#### [Short problem]
Beginning with the line where "point_to(query) locates a point on each instance of the sideline" appears, retype every remaining line of the data below, both the first and last included.

Dataset records:
━━━━━━━━━━━━━━━━━━━━━━━━━━━━━━

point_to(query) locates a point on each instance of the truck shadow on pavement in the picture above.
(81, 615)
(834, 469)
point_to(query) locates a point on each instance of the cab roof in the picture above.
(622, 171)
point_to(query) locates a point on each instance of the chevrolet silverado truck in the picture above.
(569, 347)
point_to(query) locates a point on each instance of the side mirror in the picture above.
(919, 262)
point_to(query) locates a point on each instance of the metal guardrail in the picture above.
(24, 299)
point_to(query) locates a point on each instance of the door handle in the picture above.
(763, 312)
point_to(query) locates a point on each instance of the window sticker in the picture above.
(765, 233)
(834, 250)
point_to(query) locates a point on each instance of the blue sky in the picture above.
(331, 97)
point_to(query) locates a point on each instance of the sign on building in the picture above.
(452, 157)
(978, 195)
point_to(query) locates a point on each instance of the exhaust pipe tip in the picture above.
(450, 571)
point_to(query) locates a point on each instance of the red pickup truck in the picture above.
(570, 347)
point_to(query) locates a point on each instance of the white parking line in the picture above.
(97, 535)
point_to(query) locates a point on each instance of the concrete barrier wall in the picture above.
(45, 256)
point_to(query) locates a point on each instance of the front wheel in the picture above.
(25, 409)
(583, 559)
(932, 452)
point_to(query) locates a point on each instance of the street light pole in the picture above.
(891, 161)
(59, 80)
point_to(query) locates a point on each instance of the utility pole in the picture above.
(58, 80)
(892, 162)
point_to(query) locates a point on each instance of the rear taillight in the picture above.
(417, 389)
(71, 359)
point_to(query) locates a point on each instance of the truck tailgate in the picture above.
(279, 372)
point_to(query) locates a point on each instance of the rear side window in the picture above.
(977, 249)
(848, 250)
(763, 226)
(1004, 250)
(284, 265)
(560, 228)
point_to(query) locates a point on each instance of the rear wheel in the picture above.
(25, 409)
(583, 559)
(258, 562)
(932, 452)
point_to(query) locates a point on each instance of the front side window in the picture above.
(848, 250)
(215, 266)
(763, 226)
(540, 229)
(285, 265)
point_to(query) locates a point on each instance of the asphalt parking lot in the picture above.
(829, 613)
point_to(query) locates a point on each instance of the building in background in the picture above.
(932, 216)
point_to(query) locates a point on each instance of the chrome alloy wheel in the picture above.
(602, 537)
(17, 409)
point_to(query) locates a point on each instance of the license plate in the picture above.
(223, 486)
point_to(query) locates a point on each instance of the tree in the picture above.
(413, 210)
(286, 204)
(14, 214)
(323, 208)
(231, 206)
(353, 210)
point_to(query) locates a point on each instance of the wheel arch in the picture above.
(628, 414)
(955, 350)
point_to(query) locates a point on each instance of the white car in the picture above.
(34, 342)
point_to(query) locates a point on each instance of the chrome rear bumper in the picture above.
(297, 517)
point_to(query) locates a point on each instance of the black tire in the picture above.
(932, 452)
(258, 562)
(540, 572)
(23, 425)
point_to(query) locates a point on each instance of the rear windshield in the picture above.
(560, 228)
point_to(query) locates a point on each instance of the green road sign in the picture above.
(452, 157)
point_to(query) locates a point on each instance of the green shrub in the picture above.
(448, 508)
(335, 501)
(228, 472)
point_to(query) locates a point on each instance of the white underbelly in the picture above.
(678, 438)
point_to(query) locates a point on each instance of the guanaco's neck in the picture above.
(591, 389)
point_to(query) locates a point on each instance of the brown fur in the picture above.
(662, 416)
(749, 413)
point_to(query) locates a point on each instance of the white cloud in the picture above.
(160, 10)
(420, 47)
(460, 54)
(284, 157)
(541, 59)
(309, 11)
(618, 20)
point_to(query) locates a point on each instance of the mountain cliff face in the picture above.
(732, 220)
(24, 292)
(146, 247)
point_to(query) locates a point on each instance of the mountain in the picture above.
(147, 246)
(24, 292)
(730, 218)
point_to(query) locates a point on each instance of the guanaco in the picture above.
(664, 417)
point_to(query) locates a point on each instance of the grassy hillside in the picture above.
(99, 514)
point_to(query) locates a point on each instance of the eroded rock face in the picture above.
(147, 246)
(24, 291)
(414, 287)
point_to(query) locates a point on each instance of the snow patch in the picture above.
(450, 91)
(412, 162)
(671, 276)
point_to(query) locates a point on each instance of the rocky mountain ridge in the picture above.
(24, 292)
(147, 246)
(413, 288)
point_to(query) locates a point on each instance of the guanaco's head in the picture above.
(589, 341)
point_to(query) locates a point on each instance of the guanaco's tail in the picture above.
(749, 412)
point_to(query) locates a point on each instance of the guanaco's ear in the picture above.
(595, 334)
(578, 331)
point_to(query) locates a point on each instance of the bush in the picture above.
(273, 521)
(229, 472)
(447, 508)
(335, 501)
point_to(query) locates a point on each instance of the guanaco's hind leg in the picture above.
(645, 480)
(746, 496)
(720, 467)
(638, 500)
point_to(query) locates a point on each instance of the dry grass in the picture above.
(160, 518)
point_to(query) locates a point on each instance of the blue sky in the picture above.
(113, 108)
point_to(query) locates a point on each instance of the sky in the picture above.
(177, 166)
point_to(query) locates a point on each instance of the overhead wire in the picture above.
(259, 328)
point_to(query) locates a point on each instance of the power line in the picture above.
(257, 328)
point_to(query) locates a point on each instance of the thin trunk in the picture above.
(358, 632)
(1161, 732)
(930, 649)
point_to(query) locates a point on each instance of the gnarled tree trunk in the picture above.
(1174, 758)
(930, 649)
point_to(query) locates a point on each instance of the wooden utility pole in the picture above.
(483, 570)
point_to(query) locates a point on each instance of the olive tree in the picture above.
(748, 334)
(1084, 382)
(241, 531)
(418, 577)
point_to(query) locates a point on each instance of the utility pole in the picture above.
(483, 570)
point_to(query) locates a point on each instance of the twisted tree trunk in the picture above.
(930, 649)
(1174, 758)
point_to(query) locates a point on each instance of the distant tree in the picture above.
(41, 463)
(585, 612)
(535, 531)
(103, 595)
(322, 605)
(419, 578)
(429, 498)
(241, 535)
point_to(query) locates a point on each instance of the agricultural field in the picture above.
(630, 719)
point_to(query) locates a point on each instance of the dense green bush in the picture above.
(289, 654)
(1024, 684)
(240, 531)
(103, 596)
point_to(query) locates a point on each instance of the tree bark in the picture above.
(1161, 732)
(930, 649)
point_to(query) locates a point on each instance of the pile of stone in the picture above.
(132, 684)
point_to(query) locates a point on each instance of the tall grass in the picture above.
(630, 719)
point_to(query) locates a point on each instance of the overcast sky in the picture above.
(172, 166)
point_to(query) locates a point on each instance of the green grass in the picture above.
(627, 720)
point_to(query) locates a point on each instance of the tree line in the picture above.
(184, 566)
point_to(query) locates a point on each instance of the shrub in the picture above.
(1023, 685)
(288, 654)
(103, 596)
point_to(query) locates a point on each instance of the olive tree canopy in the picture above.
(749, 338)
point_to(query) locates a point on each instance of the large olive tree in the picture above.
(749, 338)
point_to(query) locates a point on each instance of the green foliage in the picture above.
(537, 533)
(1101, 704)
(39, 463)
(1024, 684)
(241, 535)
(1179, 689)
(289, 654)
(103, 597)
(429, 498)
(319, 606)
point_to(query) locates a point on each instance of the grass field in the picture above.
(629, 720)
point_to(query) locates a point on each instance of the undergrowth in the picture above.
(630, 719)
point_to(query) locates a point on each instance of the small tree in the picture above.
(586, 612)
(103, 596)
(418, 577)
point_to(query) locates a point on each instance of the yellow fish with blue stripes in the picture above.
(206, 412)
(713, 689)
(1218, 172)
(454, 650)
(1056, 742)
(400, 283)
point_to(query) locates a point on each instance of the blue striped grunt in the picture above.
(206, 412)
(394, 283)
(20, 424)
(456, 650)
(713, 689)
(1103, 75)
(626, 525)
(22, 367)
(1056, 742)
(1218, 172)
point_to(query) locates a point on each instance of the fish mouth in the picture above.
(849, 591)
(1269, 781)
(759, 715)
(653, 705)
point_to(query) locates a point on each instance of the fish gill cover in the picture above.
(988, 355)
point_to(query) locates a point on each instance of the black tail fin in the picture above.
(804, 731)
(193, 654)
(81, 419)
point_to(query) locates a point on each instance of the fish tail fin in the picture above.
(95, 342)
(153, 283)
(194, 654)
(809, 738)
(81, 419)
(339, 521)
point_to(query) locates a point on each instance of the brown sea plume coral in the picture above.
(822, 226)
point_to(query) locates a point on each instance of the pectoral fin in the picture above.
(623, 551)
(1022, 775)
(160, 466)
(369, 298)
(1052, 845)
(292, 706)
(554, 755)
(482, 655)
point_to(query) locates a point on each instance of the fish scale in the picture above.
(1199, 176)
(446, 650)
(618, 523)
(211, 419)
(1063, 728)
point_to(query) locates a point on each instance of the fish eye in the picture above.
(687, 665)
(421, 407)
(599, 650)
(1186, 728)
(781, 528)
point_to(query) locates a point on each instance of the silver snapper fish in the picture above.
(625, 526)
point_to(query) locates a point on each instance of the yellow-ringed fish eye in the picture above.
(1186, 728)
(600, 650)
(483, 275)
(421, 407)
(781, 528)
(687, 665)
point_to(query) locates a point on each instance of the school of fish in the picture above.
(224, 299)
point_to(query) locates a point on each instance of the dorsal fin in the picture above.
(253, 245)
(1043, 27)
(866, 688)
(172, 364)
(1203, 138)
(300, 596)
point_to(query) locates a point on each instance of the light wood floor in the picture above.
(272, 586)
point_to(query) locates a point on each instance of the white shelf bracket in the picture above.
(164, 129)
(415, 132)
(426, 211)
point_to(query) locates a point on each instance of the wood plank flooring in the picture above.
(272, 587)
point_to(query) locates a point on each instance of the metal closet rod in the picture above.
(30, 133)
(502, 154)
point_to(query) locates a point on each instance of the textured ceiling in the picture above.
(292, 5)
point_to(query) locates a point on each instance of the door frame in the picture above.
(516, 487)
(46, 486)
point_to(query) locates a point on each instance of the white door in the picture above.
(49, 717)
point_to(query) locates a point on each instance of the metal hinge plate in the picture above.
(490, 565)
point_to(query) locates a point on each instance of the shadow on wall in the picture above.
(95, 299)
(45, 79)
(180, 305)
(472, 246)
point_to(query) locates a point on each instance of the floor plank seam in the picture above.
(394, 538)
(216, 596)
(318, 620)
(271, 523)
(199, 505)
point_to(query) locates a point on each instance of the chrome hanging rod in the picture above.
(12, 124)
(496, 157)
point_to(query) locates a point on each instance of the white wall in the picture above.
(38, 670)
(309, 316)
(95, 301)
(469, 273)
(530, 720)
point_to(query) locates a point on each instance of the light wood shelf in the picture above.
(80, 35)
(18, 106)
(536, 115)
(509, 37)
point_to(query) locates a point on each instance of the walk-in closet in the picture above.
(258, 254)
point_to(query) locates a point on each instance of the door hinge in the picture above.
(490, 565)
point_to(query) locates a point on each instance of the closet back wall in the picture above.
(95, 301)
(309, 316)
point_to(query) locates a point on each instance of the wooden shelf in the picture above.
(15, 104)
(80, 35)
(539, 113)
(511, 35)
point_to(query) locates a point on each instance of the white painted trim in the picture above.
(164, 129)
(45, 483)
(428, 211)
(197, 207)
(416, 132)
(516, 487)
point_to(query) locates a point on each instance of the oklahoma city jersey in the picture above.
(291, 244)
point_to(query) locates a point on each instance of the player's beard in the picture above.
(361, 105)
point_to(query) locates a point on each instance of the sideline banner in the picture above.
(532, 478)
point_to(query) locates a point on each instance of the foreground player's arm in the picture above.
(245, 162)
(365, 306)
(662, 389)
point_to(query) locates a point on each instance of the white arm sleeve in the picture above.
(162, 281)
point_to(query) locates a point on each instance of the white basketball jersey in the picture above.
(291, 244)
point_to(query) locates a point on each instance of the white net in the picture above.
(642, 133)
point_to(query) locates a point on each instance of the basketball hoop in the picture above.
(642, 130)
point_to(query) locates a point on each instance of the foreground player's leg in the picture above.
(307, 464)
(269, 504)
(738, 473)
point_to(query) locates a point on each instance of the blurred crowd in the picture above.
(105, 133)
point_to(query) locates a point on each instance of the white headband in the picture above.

━━━━━━━━━━━━━━━━━━━━━━━━━━━━━━

#### [Solution to the problem]
point_to(query) locates a point on each instance of the sideline banner in the picture above.
(532, 478)
point_to(query) locates a point on each instance of the foreground player's arm in the picture above.
(245, 162)
(365, 306)
(662, 389)
point_to(query) locates a point on each instance of the white arm sleeve in the picture above.
(162, 281)
point_to(query) locates a point on each instance of the white basketball jersey in the picture above.
(291, 244)
point_to(query) locates a point on each instance of the white net in the picture above.
(642, 133)
point_to(query) locates a point on each instance of the basketball hoop in the picture above.
(642, 130)
point_to(query) locates a point on each instance of the foreground player's leg in the picture above.
(307, 464)
(269, 504)
(738, 473)
point_to(query) locates a point on each instance of the blurred crowd in the picture above.
(105, 133)
point_to(query) locates a point on each instance of the white headband in the picture above.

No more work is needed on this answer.